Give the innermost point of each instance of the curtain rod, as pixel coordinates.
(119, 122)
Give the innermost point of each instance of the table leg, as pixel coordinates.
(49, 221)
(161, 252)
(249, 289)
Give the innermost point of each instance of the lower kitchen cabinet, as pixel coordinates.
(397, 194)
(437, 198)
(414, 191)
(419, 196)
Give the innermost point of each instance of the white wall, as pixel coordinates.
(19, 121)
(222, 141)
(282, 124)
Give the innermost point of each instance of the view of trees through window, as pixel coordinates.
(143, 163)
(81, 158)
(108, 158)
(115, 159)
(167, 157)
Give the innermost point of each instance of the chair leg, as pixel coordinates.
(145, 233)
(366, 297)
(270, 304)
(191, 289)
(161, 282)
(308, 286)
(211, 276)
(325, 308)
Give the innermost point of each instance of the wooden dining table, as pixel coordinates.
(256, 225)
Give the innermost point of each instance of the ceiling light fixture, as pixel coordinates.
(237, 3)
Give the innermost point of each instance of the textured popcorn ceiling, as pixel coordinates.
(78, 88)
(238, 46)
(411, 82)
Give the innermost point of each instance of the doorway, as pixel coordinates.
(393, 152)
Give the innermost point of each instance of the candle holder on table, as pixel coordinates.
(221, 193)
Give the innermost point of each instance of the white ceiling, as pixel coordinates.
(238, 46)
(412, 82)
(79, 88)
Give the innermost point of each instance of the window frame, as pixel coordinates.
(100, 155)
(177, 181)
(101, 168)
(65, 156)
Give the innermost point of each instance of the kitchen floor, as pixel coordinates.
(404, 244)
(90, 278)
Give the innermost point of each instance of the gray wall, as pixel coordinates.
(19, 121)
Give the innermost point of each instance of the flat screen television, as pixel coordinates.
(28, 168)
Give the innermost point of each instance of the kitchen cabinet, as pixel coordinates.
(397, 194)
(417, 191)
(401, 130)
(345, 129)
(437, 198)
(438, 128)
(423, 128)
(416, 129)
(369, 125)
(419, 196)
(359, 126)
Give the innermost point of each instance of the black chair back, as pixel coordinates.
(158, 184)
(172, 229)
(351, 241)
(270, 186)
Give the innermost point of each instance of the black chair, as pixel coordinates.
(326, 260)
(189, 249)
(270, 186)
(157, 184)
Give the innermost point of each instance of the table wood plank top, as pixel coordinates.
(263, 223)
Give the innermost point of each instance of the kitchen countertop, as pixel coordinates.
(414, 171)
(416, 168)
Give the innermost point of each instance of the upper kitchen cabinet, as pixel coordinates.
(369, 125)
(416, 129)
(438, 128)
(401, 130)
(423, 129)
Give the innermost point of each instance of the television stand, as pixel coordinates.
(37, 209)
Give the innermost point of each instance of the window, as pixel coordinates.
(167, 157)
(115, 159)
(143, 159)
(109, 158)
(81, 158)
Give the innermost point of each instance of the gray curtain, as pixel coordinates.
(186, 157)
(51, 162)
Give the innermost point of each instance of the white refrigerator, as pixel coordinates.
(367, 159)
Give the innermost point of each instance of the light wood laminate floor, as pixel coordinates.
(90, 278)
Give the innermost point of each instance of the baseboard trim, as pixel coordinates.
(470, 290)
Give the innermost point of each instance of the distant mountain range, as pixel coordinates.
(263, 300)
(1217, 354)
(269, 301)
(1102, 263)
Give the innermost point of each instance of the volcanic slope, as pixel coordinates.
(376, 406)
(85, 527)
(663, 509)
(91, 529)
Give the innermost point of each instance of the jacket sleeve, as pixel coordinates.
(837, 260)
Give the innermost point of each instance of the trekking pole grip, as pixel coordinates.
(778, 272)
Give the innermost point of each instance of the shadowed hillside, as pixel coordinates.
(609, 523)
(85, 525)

What the exercise asks = Shift every coordinate pair in the records by adding 23 to each of its numbers. Write out again every line, request lines included, starting with the line with "Give the innermost point of each instance of the table wood" and going on through the final line of the records.

Result of this task =
Give the innermost point of each instance of the table wood plank top, as pixel coordinates.
(286, 246)
Give the innermost point of each instance of the kitchen countertop, as pixel coordinates.
(437, 194)
(439, 191)
Give the innermost point of each instance of the upper kitchen cabinet, as pixel coordinates.
(392, 148)
(439, 152)
(461, 151)
(424, 153)
(446, 152)
Give the innermost point of each instance of the television stand, as pixel coordinates.
(60, 232)
Give the innermost point of each instance of the window, as pixel coordinates.
(190, 180)
(138, 182)
(166, 182)
(132, 181)
(104, 181)
Give the innermost point of each instance of the gray curtain, as pixel coordinates.
(209, 180)
(74, 185)
Give the innermost point of each instance of the white refrigerator, as pixel coordinates.
(390, 182)
Give the innermost point of each instance of the light wood laminate floor, as pixel coordinates.
(113, 301)
Give the innermost point of each instance of the baseboard trim, as pixel coordinates.
(493, 313)
Give the innermost point of each instance of the distant mountain range, as pixel coordinates.
(286, 323)
(1240, 377)
(292, 324)
(1125, 286)
Give the innermost point of each instance of the volcanic slope, as pixel coordinates.
(399, 429)
(108, 550)
(686, 532)
(114, 552)
Give the innermost point of each instance of the jacket sleeve, as pixel coordinates.
(860, 283)
Give the innermost point of each instance of the trekking pole grip, as pixel coordinates.
(801, 295)
Give the innermost point of each instance of the shadowed hillside, as pixel coordinates.
(632, 546)
(108, 548)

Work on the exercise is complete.